[start of STORED DATA]

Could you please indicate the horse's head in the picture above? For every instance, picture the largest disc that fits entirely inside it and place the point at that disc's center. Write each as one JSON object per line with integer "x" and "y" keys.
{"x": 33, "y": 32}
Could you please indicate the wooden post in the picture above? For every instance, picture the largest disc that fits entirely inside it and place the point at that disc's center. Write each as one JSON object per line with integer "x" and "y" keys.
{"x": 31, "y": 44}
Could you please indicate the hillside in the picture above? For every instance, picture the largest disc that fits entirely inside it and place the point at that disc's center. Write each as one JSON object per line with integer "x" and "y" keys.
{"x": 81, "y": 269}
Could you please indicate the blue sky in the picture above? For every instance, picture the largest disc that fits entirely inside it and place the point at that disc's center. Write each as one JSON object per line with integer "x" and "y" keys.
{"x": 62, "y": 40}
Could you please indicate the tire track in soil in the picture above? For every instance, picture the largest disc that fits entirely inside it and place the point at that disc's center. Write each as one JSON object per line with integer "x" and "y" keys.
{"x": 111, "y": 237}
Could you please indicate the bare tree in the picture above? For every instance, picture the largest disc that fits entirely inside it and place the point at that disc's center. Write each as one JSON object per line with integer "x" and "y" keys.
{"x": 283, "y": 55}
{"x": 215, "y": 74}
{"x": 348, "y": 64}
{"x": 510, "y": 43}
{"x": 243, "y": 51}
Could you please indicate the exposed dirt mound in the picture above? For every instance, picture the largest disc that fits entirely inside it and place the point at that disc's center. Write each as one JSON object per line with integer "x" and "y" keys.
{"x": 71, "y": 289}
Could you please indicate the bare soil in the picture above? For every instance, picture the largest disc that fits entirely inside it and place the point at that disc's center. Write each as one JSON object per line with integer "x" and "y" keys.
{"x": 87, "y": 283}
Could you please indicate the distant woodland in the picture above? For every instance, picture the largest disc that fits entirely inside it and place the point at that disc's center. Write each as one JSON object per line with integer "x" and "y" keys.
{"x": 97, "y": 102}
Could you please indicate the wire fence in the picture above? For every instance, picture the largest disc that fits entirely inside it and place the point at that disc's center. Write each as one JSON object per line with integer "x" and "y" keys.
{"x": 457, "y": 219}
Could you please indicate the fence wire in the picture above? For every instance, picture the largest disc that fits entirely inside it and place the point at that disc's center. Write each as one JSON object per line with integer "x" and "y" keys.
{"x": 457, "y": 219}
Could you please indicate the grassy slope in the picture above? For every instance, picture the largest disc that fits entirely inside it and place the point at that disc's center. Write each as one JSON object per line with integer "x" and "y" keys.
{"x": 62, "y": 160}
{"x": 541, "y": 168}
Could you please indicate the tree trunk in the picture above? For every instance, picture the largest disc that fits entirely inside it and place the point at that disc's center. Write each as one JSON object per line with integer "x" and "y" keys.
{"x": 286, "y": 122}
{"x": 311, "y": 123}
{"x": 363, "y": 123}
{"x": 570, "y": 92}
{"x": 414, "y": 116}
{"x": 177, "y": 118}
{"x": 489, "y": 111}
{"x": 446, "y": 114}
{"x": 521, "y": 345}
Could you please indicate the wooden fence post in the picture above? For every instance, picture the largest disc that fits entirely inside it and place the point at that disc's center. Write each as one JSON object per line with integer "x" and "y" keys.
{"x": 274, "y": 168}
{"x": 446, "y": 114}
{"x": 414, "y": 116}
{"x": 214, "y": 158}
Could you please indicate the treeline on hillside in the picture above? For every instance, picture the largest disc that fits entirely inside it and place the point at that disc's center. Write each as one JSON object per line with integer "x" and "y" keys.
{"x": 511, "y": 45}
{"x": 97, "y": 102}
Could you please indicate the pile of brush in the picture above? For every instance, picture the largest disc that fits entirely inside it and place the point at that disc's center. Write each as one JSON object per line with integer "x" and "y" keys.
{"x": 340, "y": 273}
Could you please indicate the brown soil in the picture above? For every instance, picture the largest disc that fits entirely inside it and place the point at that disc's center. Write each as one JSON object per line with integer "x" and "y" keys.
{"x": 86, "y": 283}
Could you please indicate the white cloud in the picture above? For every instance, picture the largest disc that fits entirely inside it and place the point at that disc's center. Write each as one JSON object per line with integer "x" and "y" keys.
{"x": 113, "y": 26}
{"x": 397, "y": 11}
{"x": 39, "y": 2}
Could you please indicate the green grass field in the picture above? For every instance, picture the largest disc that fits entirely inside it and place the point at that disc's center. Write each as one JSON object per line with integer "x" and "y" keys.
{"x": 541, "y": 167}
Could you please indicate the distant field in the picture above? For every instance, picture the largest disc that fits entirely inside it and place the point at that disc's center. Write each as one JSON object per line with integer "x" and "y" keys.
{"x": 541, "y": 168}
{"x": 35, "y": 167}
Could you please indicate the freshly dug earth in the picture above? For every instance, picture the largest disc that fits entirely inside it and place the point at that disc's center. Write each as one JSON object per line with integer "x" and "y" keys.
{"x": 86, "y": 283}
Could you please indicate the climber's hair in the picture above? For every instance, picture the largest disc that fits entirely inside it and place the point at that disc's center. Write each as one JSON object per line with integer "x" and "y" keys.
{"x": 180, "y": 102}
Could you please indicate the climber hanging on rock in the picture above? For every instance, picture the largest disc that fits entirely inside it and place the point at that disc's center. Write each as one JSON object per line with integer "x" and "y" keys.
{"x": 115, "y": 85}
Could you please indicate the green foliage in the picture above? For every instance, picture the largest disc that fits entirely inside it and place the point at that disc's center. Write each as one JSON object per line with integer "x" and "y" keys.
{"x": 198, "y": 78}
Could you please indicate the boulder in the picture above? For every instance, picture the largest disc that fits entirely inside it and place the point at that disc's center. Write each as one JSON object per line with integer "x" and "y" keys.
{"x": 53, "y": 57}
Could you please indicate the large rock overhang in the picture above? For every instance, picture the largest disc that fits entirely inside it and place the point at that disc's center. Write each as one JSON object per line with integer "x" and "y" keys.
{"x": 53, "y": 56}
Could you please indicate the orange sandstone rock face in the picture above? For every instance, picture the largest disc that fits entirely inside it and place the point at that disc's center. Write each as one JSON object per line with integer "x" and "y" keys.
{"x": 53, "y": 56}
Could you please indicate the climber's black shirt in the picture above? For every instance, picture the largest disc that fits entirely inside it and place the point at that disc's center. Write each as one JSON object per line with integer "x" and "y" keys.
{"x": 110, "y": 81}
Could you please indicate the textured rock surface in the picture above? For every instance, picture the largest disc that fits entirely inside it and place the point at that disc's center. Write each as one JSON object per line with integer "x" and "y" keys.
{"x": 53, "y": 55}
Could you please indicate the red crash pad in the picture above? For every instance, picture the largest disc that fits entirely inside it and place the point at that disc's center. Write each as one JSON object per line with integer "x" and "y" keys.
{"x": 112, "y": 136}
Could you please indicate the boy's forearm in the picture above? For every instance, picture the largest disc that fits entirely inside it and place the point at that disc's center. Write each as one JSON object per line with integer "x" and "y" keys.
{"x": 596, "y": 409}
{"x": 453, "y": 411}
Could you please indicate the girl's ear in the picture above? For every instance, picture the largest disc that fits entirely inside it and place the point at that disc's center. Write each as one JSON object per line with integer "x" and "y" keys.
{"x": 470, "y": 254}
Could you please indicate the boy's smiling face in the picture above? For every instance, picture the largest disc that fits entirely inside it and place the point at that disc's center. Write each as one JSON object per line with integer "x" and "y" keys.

[end of STORED DATA]

• [YOUR TASK]: Extract each line of the material exactly as it stands.

• [RESULT]:
Could you please indicate the horse's head in the picture above? For every instance, picture the largest disc that fits entirely inside it and place the point at that disc's center. Write each as one JSON object per line with integer "x" and "y" keys.
{"x": 33, "y": 32}
Could you please indicate the wooden post in the picture above? For every instance, picture the largest disc that fits entirely inside it and place the point at that disc's center. Write each as one JSON object per line with integer "x" and "y" keys.
{"x": 31, "y": 44}
Could you please indicate the hillside in the picture above? For every instance, picture the largest disc that fits entirely inside it and place the point at that disc's center. Write each as one JSON object per line with integer "x" and "y" keys.
{"x": 81, "y": 269}
Could you please indicate the blue sky in the picture above? For every instance, picture the largest disc that fits entirely inside it and place the point at that disc's center. Write each as one JSON object per line with integer "x" and "y" keys.
{"x": 62, "y": 40}
Could you please indicate the tire track in soil in the picture above? For every instance, picture the largest disc that fits entirely inside it and place the point at that disc's center. Write each as one JSON object per line with integer "x" and "y" keys.
{"x": 111, "y": 237}
Could you please indicate the bare tree in the picture above? For every instance, picture the largest disc that fits entirely inside it and place the point at that disc's center. Write each as one JSON object per line with integer "x" and "y" keys.
{"x": 283, "y": 55}
{"x": 215, "y": 74}
{"x": 348, "y": 64}
{"x": 510, "y": 43}
{"x": 243, "y": 51}
Could you please indicate the exposed dirt mound in the picture above? For every instance, picture the largest disc that fits entirely inside it and place the point at that disc's center. Write each as one JSON object per line with integer "x" and "y" keys.
{"x": 71, "y": 289}
Could you please indicate the bare soil in the picture above? For every instance, picture the largest disc that fits entirely inside it and place the point at that disc's center. Write each as one JSON object per line with integer "x" and "y" keys.
{"x": 87, "y": 283}
Could you please indicate the distant woodland in the picture above? For every instance, picture the largest disc that fits entirely inside it and place the point at that disc's center. Write each as one JSON object per line with integer "x" and "y" keys.
{"x": 97, "y": 102}
Could you please indicate the wire fence in the picture above? For every instance, picture the largest disc that fits entirely inside it and place the point at that disc's center. Write each as one JSON object per line with integer "x" and "y" keys.
{"x": 457, "y": 219}
Could you please indicate the fence wire in the picture above? For every instance, picture the largest disc that fits entirely inside it and place the point at that disc's center. Write each as one JSON object per line with integer "x" and "y" keys.
{"x": 457, "y": 219}
Could you please indicate the grassy slope in the picture above? For every instance, picture the largest disc that fits entirely inside it and place the point at that disc's center. Write each as one JSON object per line with integer "x" and "y" keys.
{"x": 62, "y": 160}
{"x": 541, "y": 168}
Could you please indicate the tree trunk in the picture above? For every instance, picture the largest disc that fits entirely inside it and place the point at that disc's center. Write each as one JSON object per line with integer "x" and "y" keys.
{"x": 286, "y": 122}
{"x": 311, "y": 123}
{"x": 363, "y": 123}
{"x": 570, "y": 92}
{"x": 414, "y": 116}
{"x": 177, "y": 118}
{"x": 489, "y": 111}
{"x": 446, "y": 114}
{"x": 521, "y": 345}
Could you please indicate the wooden fence post in the picture above? For every instance, picture the largest disc that fits entirely inside it and place the point at that disc's center. Write each as one JSON object per line with integer "x" and "y" keys.
{"x": 274, "y": 168}
{"x": 446, "y": 114}
{"x": 414, "y": 116}
{"x": 214, "y": 158}
Could you please indicate the treeline on hillside in the picture above? For every instance, picture the largest disc that fits entirely inside it and place the point at that disc's center. Write each as one JSON object per line with integer "x" and "y" keys.
{"x": 511, "y": 45}
{"x": 97, "y": 102}
Could you please indicate the pile of brush in the picture above? For every instance, picture the largest disc that fits entirely inside it and place the point at that disc's center. Write each as one JSON object per line with integer "x" and "y" keys.
{"x": 340, "y": 273}
Could you please indicate the brown soil in the picture above? For every instance, picture the largest disc that fits entirely inside it and place the point at that disc's center. Write each as one JSON object per line with integer "x" and "y" keys.
{"x": 86, "y": 283}
Could you please indicate the white cloud in the picture above? For every instance, picture the largest disc that fits entirely inside it and place the point at that disc's center. Write each as one JSON object per line with integer "x" and "y" keys.
{"x": 113, "y": 26}
{"x": 397, "y": 11}
{"x": 39, "y": 2}
Could you please indicate the green grass field in the picture above? For every instance, picture the largest disc that fits entirely inside it and place the point at that disc's center. Write each as one JSON object per line with integer "x" and "y" keys.
{"x": 541, "y": 167}
Could you please indicate the distant field in the picture above? For every instance, picture the largest disc that fits entirely inside it and place the point at that disc's center. Write each as one JSON object per line with integer "x" and "y" keys.
{"x": 541, "y": 168}
{"x": 35, "y": 167}
Could you please indicate the freshly dug earth in the picture above? For every instance, picture the largest disc that fits entirely inside it and place the point at that disc's center. Write each as one JSON object per line with integer "x" and "y" keys.
{"x": 86, "y": 283}
Could you please indicate the climber's hair in the picture above? For every instance, picture the largest disc that fits entirely inside it and place the point at that disc's center. Write each as one JSON object per line with integer "x" and "y" keys.
{"x": 180, "y": 102}
Could you please indicate the climber hanging on rock in the picture above? For every instance, picture the largest disc that fits entirely inside it and place the point at that disc's center. Write each as one JSON object per line with integer "x" and "y" keys.
{"x": 115, "y": 85}
Could you please indicate the green foliage in the picture above? For every instance, picture the largest disc that fits entirely inside it and place the point at that disc's center. Write each as one JSON object per line with integer "x" and "y" keys.
{"x": 198, "y": 78}
Could you please indicate the boulder in the picture above? For every instance, picture the largest disc that fits entirely inside it and place the point at that disc's center. Write each as one JSON object per line with integer "x" and "y" keys.
{"x": 53, "y": 57}
Could you please indicate the large rock overhang in the picture above? For every instance, picture the largest disc that fits entirely inside it and place the point at that disc's center. Write each as one JSON object per line with integer "x" and "y" keys.
{"x": 53, "y": 56}
Could you please indicate the orange sandstone rock face in the picture above? For every instance, picture the largest disc that fits entirely inside it and place the point at that disc's center. Write each as one JSON object per line with integer "x" and "y" keys.
{"x": 53, "y": 56}
Could you please indicate the climber's black shirt in the picture above? For every instance, picture the largest disc that fits entirely inside it and place the point at that disc's center. Write each as one JSON object per line with integer "x" and "y" keys.
{"x": 110, "y": 81}
Could you please indicate the textured rock surface in the picture above? For every instance, picture the largest disc that fits entirely inside it and place the point at that disc's center. Write each as one JSON object per line with integer "x" and "y" keys.
{"x": 53, "y": 55}
Could you please indicate the red crash pad in the picture above? For every instance, picture the largest disc that fits entirely inside it and place the point at that disc's center. Write each as one JSON object per line with integer "x" and "y" keys.
{"x": 112, "y": 136}
Could you please indicate the boy's forearm in the picture above? For every instance, picture the largest disc that fits entirely inside it and place the point at that disc's center. Write each as one JSON object per line with integer "x" and "y" keys.
{"x": 596, "y": 409}
{"x": 453, "y": 411}
Could you please indicate the girl's ear in the picture above? For every instance, picture the largest disc that fits entirely inside it and place the point at that disc's center. Write each as one JSON object per line with integer "x" and "y" keys.
{"x": 470, "y": 254}
Could you please indicate the boy's smiling face in the picture above? For every instance, picture the largest disc that fits entirely inside it and place the point at that disc's center. Write each as one JSON object per line with integer "x" and "y" keys.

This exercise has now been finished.